## Goal 1
Answer these questions using the passage on Bill C-49 and locomotive recorders:
(a) In what year did the Transportation Safety Board of Canada conduct its study on LVVRs?
(b) Before which Senate committee did Commissioner Therrien appear to discuss Bill C-49?
(c) Which section of PIPEDA restricts the ability to collect, use or disclose personal information without consent?
Label each answer with the matching letter.
## Goal 2
Carry on the passage about Bill C-49 and locomotive voice and video recorders from the point where it ends.

## Text passage
☆ ☆ ☆ ☆ ☆ ☆ ☆

Trains, Voice and Video Recorders, and PIPEDA

In a late move, the Office of the Privacy Commissioner of Canada has raised concerns with the privacy exceptions in Bill C-49 regarding the use of locomotive voice and video recorders (LVVRs). The exceptions would diminish the protections of railway engineers under the Personal Information Protection and Electronic Documents Act, according to Commissioner Therrien. The Bill has already passed third reading before the House of Commons. When asked by the Senate Committee studying the Bill whether the OPC had raised the concerns before the House of Commons, Commissioner Therrien frankly admitted that the OPC had missed the significance of the amendments until they saw the debates in Parliament.

The LVVR Initiative

In 2015, the Transportation Safety Board of Canada (TSB) conducted a study on the potential use of LVVRs. The study was conducted in the wake of several high-profile railroad accidents in Canada. The TSB ultimately included that LVVR technology would enhance rail safety if implemented.

Photo by Irina Kostenich from Pexels

The Government of Canada included the mandatory use of LVVR in the Bill C-49, which promises to modernize aspects of Canada’s legislation governing rail, air and marine transportation. Unions have raised concerns regarding the privacy implications of the LVVR technology. Apart from the general objection to the constant surveillance that employees would be under in the locomotive, unions have objected to employers having access to LVVR recordings. Unions fear the data could be used against employees if it could be routinely reviewed by railway companies. They argue that the data should only be available to the TSB during an incident investigation.

The OPC’s Concerns

For privacy advocates, there is another aspect of Bill C-49 that is of interest and was the subject of concerns raised by the Privacy Commissioner of Canada, Daniel Therrien, when he appeared before the Senate Committee on Transportation and Communications to discuss Bill C-49. The role of the OPC in overseeing the privacy practices of the railway companies in connection with the LVVRs will be diminished, given the way that the Bill C-49 has been drafted.

It appears that the intention was to protect against the OPC scrutinizing the use of LVVR data by railway companies. To accomplish this, Bill C-49 provides explicit carve-outs from the application of the Personal Information Protection and Electronic Documents Act (PIPEDA). These carve-outs disturb the Commissioner. In particular:

  • Railway companies do not have to comply with section 7 of PIPEDA, which restricts the ability to collect, use or disclose personal information without consent
  • Railway companies do not have to comply with the principles in Schedule 1 of PIPEDA regarding the collection, use, disclosure and retention of information

The Commissioner is concerned that the OPC’s jurisdiction to investigate complaints under PIPEDA may be in doubt. Naturally, if a railway company may collect, use and disclose personal information in the LVVRs without regard to the section 7 of PIPEDA and Schedule 1 of PIPEDA, they will argue that the OPC has no jurisdiction to hear complaints on these issues.

Further, the OPC is concerned that an individual may not have a right of access to the personal information in the LVVRs as would otherwise be required by PIPEDA in light of section 28 of the Canadian Transportation Accident Investigation and Safety Board Act, which restricts to whom the LVVR data could be disclosed.

☆ ☆ ☆ ☆ ☆ ☆ ☆

## Information provided
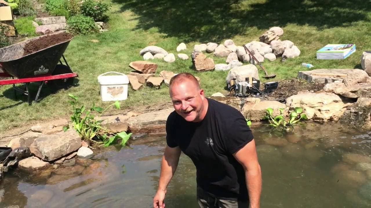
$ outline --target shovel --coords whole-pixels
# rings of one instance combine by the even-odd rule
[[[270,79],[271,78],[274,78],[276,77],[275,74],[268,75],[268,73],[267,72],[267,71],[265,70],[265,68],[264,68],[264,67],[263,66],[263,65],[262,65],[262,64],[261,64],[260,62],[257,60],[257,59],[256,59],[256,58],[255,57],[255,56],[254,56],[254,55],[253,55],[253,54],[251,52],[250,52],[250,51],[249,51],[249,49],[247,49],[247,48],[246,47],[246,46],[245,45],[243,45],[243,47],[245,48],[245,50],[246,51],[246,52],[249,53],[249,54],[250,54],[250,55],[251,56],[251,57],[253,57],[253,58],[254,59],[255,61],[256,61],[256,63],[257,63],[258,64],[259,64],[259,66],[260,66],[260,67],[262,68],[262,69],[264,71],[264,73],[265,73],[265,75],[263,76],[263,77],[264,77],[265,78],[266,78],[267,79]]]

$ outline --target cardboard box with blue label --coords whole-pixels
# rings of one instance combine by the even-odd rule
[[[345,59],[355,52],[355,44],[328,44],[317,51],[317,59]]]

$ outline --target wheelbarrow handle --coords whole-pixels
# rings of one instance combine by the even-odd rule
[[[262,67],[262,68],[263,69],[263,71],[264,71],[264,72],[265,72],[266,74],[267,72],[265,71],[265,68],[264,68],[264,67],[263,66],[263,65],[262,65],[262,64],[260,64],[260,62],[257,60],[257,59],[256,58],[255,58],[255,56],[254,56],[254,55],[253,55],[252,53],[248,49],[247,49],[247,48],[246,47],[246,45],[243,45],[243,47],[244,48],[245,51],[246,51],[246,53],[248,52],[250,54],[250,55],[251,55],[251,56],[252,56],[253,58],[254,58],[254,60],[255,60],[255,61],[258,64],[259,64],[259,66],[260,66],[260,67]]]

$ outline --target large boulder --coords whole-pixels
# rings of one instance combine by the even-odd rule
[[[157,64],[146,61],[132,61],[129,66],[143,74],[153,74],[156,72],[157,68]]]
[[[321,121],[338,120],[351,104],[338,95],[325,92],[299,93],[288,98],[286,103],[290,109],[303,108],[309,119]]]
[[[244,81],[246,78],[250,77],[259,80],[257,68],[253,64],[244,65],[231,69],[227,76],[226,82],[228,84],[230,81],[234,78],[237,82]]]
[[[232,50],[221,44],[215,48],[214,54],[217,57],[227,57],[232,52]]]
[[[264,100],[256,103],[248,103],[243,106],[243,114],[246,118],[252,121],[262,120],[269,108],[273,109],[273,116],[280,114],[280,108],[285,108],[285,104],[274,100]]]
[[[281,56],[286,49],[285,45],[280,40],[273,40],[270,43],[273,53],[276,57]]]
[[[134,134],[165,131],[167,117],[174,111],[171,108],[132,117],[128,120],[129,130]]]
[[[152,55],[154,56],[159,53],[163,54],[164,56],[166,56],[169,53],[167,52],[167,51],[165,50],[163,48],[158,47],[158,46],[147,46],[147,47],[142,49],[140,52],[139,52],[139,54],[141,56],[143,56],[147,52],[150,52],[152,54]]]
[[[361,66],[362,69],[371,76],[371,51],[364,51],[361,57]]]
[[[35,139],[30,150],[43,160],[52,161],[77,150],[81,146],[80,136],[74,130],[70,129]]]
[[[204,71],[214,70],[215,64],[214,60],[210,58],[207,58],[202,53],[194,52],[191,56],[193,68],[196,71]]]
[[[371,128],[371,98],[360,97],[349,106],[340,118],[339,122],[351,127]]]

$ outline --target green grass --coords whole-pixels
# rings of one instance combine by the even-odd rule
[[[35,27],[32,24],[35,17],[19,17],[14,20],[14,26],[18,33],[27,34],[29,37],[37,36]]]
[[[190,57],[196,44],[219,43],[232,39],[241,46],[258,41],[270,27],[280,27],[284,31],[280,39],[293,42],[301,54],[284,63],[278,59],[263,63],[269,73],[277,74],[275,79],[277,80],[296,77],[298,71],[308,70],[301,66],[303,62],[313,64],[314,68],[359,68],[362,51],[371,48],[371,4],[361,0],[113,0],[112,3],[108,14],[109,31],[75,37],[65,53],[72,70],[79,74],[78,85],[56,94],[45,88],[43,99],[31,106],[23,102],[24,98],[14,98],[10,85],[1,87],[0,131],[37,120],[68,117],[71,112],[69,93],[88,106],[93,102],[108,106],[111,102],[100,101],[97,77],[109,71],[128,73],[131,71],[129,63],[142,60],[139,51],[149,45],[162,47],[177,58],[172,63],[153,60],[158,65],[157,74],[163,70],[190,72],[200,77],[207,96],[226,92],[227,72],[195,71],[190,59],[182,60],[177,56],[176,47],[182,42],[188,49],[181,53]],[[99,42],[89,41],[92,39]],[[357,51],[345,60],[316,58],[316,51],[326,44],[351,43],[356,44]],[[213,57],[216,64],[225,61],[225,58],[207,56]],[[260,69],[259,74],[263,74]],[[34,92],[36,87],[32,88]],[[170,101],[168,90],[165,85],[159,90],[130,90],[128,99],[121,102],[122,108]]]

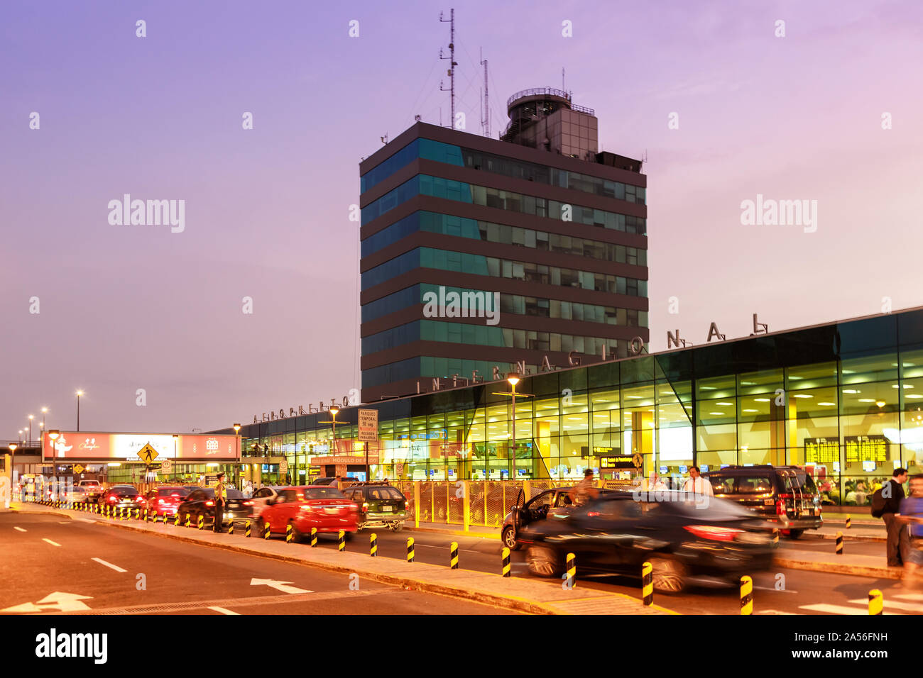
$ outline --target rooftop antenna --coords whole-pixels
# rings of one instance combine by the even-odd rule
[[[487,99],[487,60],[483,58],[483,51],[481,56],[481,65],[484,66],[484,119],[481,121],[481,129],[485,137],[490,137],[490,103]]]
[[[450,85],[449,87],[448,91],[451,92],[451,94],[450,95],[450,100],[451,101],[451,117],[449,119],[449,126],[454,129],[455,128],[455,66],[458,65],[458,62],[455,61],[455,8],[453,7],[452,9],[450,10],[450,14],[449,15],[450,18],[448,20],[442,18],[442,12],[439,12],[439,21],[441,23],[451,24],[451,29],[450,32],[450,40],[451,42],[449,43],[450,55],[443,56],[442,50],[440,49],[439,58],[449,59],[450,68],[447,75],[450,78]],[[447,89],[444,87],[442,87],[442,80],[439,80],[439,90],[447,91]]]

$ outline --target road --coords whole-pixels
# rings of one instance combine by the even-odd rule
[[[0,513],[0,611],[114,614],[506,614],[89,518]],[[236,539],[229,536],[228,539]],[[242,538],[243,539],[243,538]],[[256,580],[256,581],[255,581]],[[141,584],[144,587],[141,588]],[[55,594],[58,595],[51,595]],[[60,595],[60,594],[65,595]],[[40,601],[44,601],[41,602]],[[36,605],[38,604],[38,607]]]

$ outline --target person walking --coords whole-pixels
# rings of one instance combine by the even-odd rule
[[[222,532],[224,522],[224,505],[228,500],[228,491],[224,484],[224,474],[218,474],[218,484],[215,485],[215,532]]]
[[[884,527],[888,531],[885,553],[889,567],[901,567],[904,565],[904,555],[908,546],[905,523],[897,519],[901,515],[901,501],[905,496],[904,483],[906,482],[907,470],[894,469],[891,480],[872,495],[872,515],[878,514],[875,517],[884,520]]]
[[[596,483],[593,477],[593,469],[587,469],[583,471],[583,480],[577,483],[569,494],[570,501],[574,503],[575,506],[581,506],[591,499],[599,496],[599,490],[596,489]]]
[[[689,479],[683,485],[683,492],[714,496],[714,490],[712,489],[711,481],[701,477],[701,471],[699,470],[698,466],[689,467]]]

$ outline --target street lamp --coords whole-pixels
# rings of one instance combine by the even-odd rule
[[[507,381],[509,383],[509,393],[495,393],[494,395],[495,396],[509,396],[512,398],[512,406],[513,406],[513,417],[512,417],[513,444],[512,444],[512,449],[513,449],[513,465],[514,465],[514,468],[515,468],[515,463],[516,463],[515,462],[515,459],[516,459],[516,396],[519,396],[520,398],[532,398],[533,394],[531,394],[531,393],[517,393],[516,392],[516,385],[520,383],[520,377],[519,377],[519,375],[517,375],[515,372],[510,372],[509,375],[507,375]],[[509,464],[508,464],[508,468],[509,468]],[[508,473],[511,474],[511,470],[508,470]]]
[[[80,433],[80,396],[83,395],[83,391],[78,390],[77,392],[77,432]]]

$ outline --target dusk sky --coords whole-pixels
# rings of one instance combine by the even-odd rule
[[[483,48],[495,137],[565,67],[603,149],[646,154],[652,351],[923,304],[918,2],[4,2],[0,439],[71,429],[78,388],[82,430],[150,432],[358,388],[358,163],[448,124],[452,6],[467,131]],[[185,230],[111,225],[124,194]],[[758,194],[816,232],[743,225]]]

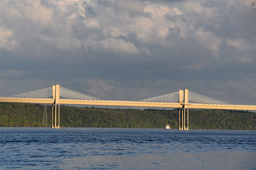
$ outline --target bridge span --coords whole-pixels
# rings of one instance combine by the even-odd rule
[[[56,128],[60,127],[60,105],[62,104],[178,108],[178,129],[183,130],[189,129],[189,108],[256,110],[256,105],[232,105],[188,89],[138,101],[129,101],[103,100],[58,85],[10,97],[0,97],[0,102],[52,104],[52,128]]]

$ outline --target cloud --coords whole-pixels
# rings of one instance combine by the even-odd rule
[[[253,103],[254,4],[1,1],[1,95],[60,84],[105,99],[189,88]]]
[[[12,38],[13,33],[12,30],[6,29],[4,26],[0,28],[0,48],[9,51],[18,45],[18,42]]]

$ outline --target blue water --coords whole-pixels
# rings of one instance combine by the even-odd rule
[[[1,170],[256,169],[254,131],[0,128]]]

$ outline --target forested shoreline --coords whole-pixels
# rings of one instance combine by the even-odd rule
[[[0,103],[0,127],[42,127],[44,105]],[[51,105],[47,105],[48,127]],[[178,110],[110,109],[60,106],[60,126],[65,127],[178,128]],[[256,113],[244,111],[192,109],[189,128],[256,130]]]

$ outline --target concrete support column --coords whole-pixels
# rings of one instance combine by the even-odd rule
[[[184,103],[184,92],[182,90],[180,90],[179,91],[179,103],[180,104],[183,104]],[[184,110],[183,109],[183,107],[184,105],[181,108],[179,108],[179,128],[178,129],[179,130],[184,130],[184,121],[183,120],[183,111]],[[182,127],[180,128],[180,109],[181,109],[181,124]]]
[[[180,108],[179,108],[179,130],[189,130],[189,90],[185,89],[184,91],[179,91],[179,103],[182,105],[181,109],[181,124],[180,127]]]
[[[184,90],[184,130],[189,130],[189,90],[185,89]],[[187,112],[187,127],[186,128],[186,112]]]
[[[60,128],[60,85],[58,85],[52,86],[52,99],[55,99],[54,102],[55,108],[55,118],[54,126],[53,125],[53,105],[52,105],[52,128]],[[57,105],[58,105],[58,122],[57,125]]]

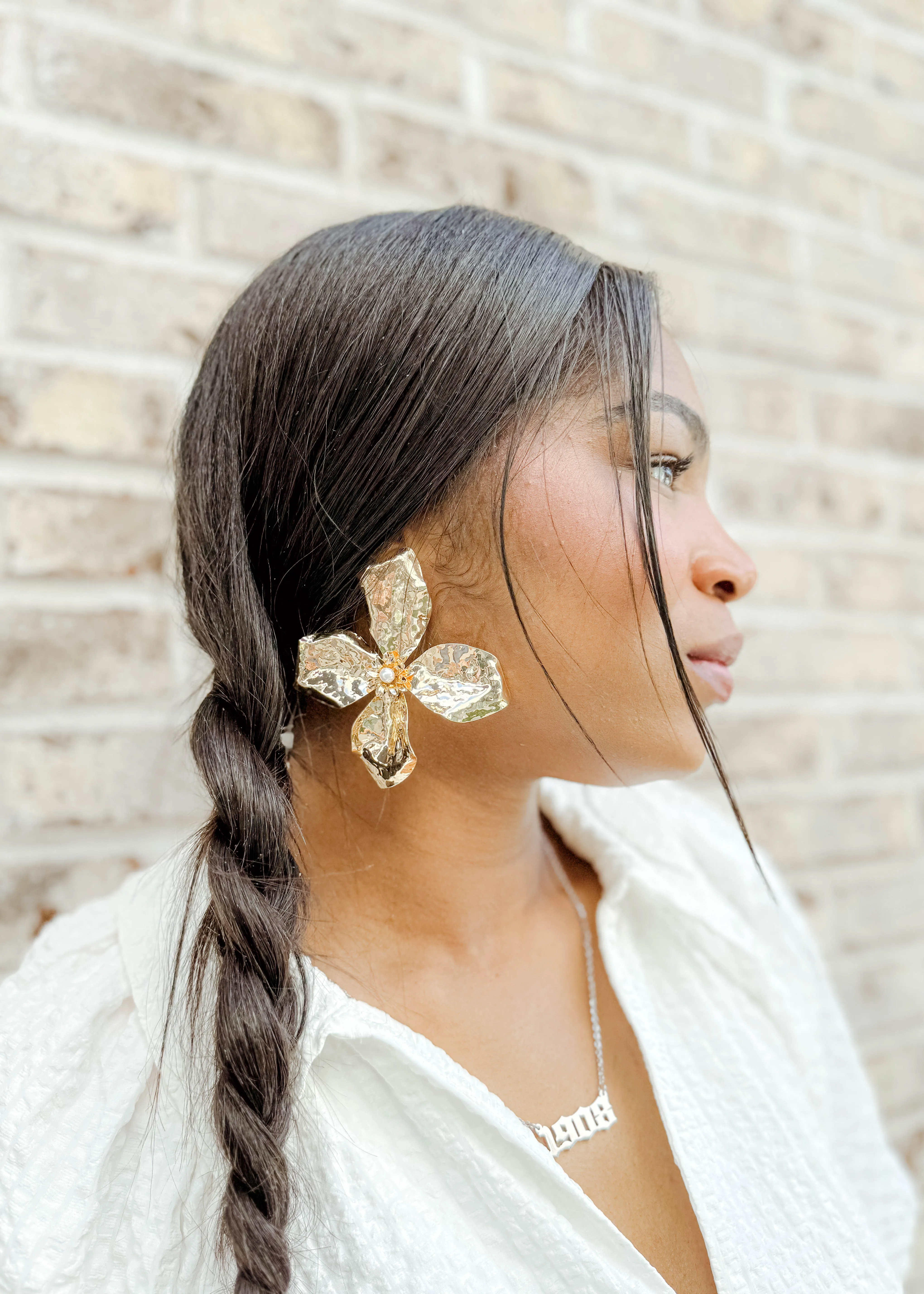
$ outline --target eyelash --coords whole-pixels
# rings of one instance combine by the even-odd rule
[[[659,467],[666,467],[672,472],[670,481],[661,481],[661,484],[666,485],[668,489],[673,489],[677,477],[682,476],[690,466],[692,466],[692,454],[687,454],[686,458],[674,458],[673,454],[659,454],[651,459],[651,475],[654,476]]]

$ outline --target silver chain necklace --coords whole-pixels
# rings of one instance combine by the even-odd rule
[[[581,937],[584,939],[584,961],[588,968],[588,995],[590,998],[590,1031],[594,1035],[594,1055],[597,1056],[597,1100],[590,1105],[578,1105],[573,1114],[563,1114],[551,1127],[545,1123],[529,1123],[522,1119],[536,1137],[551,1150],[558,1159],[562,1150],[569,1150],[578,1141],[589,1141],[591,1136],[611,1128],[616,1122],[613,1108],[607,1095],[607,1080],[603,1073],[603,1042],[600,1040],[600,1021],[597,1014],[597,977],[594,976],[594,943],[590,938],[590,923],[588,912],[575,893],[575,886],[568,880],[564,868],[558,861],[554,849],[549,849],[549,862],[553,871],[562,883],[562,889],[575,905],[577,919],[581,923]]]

☆ ☆ ☆ ☆ ☆ ☆ ☆

## Task answer 1
(a) 2015
(b) The Senate Committee on Transportation and Communications
(c) Section 7

## Task answer 2
Find Bill C-49 on LegisInfo here.

Read the TSB Railway Safety Issues Investigation Report R16H0002 here.

Read the transcript of Commissioner Therrien’s remarks before the Senate Committee here.

ETHI Report on PIPEDA is Coming Soon

The Standing Committee on Access to Information, Privacy and Ethics will be tabling its report sometime soon following the resumption of Parliament on Monday, February 26th. The Report title will be “Towards Privacy by Design: A Review of the Personal Information Protection and Electronic Documents Act.” The title provides a strong hint that the report will be advocating including an express obligation in PIPEDA to require organizations to adopt privacy by design and by default. If adopted, this would bring Canada’s laws one step closer to Europe’s General Data Protection Regulation (GDPR), which will come into force on May 25, 2018. Privacy by Design is a made-in-Canada concept and so it would be fitting for it to “come home”.

Read my article for the International Association of Privacy Professionals (IAPP) titled “Legislating privacy by design in Canadahere.

Learn about Privacy by Design here.

Using the Criminal Code to Require News Media to “Un-Publish” Fails

In Canada, s. 486.4(2.1) of the Criminal Code to make an order protecting a victim of a crime from having any information that could identify the victim from being “published in any document or broadcast or transmitted in any way.” The victim has to be under 18 years of age.

A recent decision of the Supreme Court considered a case in which the Crown wanted information published online prior to a publication ban to be “un-published” by the news organization.

R. v. Canadian Broadcasting Corp, dealt with an application for an interim injunction to require the CBC to “un-publish” a story about a murder. Essentially, the facts of the case were: An individual was charged with the murder of a person under the age of 18. The CBC reported on the case and published the victim’s name before the Crown obtained a publication ban regarding the name of the victim. The Crown wanted the CBC to remove the information on the CBC’s website. The CBC refused. The Crown sought an interlocutory order requiring the CBC to remove the name of the victim until the hearing to decide whether the CBC was in criminal contempt for failing to remove the name of the victim.

The Crown was obliged to establish that it had a “strong prima facie case” in order to obtain the interlocutory order requiring the CBC to remove the identifying information of the victim. This is because the order would compel the CBC to “do” something. If the order simply required the CBC to refrain from doing something, the test would be lower.

The key issue was whether the Crown had a strong prima facie case that the CBC was intentionally disobeying a court order. The Crown attempted to argue that publishing on the CBC website was a continuous activity. On this theory, the CBC was directly and intentionally violating the publication ban, even if the original publication occurred prior to the publication ban. The Supreme Court did not rule out the possibility that the Crown would be successful. However, the court concluded that the Crown did not have a strong prima facie case that the publication was a continuous activity. The result was that the CBC did not have to remove the identifying information.

We should be cautious in suggesting that the court’s decision is relevant to the current debate in Canada regarding the type of “right to be forgotten” that Office of the Privacy Commissioner of Canada (OPC) has suggested exists under Canada’s private sector privacy law. I discussed this “right to be forgotten” in a recent post on the OPC’s draft Position on Online Reputation. In that draft Position paper, the OPC suggested that individuals have the right, in certain circumstances, to have inaccurate online information about them removed and could even require search engines remove or suppress search results for an individual’s name on the basis that the information about the individual was not accurate.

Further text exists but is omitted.